Task prompt: Turn the stretch of the listing below, from the line containing "Target: ornament horse mane" through the line containing "650 962 L 715", into a JSON list of strings, one string per line and no blank lines.

Records to use:
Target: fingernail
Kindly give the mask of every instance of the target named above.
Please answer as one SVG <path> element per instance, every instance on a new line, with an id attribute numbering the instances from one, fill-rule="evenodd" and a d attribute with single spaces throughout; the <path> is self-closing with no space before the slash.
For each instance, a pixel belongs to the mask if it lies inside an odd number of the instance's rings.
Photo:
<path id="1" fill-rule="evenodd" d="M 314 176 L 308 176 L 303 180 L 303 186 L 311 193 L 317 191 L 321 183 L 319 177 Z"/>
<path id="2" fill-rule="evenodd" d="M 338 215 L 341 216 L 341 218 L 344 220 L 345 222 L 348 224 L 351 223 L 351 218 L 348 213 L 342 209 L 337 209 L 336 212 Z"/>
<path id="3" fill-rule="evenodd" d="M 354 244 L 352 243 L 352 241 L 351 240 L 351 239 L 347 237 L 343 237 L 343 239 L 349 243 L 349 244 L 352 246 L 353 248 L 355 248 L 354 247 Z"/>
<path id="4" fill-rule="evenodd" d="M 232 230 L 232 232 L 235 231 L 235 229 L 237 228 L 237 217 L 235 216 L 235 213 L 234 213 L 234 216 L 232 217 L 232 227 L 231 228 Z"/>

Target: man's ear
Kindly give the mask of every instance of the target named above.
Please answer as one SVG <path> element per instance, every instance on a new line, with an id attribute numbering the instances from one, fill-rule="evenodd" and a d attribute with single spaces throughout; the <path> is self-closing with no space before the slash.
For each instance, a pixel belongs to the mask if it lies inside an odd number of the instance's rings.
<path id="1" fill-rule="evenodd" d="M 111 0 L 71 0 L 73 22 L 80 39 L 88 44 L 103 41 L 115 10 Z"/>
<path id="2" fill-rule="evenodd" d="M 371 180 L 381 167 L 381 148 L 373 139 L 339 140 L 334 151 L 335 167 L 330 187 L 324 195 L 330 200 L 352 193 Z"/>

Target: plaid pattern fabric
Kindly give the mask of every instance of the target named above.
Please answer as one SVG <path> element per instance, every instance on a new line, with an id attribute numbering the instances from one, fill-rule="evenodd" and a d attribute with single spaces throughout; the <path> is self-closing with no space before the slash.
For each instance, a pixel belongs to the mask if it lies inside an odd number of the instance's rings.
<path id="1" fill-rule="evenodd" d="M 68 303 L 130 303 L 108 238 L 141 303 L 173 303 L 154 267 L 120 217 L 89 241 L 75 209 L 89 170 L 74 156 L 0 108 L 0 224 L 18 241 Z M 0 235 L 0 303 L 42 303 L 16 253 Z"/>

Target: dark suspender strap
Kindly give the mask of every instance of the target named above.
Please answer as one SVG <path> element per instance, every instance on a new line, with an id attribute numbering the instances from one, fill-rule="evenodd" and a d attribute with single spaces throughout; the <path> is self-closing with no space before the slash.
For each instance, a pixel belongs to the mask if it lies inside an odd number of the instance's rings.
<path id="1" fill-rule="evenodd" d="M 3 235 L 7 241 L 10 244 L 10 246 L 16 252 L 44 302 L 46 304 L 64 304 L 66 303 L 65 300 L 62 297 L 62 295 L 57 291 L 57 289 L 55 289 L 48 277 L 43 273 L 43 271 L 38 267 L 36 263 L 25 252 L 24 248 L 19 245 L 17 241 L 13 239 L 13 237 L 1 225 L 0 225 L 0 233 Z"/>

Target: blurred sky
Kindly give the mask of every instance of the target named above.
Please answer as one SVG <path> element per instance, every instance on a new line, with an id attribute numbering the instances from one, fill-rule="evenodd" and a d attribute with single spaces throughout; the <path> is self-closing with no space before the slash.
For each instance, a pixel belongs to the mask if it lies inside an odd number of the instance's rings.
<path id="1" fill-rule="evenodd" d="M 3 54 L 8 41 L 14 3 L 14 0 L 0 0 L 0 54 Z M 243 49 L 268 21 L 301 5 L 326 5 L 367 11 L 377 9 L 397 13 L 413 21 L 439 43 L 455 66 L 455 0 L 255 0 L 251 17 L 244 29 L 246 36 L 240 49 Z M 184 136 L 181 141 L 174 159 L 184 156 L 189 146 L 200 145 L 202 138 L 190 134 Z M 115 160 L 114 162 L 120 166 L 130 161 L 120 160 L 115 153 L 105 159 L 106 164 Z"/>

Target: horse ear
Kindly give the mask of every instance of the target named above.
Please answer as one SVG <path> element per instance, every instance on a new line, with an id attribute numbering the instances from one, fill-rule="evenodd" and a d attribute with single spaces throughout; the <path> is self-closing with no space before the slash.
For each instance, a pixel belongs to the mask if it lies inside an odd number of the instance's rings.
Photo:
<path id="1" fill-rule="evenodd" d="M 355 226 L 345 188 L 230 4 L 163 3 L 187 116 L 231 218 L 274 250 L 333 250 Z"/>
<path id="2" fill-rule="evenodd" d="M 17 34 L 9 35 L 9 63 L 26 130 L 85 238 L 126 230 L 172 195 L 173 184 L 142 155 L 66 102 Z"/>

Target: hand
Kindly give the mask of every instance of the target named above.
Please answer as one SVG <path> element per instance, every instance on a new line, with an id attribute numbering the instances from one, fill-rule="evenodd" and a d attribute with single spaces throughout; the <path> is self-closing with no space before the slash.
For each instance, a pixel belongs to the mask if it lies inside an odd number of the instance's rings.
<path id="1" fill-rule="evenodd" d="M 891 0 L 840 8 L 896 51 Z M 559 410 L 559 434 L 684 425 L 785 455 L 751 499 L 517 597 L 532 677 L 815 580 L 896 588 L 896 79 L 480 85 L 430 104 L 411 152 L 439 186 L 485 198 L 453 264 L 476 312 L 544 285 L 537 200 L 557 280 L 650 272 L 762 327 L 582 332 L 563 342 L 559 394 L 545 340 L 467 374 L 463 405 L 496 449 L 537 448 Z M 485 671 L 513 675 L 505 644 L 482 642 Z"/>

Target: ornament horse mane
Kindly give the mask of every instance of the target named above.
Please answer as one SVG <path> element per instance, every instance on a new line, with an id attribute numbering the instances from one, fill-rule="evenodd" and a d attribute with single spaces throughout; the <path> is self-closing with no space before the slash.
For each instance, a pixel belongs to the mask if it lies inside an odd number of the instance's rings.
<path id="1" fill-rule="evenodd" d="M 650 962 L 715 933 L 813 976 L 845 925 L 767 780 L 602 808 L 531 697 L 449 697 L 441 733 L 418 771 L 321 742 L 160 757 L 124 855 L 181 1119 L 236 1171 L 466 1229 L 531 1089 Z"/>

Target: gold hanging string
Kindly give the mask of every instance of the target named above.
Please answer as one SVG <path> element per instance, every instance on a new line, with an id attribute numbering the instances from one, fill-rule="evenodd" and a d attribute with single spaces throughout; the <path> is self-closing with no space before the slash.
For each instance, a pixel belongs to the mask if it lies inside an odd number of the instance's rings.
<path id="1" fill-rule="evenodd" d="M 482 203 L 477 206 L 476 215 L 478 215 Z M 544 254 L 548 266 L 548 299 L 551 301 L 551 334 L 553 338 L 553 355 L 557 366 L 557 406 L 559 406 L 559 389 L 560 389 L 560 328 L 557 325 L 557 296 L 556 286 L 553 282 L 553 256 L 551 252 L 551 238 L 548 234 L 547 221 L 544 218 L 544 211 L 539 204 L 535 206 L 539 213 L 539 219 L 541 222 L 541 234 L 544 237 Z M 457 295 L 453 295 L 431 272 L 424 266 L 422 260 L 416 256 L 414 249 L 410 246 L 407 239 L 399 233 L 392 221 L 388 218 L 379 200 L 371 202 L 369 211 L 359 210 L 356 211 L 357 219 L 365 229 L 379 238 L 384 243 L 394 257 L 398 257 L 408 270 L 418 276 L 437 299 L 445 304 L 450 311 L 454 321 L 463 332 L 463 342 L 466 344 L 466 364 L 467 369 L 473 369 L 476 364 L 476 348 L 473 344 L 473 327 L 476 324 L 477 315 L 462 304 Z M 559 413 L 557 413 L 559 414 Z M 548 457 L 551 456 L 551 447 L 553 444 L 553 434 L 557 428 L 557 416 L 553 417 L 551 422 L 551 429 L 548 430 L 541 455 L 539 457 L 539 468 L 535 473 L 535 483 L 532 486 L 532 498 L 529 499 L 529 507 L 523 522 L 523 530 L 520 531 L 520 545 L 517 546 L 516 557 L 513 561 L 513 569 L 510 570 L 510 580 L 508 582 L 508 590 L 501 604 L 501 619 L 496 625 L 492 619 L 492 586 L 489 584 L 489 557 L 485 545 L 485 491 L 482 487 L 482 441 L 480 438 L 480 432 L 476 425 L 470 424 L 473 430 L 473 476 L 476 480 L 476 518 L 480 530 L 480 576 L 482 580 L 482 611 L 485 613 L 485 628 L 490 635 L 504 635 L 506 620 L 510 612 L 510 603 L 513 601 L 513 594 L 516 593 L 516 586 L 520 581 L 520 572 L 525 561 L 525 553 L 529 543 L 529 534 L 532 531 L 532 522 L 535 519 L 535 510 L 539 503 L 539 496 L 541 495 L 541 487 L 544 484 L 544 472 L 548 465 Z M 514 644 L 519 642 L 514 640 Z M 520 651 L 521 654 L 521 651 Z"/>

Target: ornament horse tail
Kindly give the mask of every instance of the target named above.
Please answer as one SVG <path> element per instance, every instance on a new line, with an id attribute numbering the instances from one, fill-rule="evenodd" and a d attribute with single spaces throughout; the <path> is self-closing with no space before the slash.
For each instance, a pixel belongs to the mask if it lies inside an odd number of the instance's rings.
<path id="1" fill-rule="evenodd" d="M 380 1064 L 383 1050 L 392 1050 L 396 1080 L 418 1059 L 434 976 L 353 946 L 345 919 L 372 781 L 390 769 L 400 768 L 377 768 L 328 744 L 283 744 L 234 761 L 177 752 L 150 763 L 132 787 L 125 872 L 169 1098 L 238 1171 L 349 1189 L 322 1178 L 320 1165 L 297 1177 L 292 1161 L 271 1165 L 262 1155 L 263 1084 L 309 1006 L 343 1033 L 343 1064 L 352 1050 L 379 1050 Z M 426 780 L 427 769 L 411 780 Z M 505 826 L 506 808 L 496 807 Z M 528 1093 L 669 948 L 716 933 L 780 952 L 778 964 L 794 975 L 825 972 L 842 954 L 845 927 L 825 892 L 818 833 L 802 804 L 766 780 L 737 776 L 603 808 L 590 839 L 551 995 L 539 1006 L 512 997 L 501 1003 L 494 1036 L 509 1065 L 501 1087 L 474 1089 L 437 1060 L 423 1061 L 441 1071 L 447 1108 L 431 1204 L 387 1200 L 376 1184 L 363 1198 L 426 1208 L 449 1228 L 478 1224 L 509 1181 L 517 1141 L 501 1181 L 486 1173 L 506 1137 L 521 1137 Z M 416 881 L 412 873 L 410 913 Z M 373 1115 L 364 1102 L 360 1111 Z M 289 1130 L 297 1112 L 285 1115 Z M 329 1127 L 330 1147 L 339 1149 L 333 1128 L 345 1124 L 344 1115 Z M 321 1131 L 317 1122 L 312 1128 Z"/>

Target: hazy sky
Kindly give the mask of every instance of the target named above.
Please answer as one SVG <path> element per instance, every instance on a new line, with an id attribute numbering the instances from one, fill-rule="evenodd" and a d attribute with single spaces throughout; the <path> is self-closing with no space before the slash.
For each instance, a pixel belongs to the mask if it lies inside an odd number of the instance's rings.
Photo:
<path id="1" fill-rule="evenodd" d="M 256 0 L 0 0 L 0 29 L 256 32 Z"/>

Task result:
[
  "Target: ornament horse mane",
  "Kindly give the mask of every instance of the target named above.",
  "Please answer as one SVG <path> element per instance, every instance on a new line, with an id attribute numbering the instances from one, fill-rule=\"evenodd\" and a d attribute with single spaces throughout; the <path> is self-closing with no space before the slash.",
  "For each instance, a pixel belongs to the mask if it lies inside an odd number of the instance's rings.",
  "<path id=\"1\" fill-rule=\"evenodd\" d=\"M 650 962 L 715 933 L 813 976 L 845 925 L 767 780 L 602 808 L 531 697 L 449 697 L 441 733 L 418 771 L 321 742 L 160 757 L 124 855 L 181 1119 L 236 1171 L 466 1229 L 531 1089 Z\"/>"
]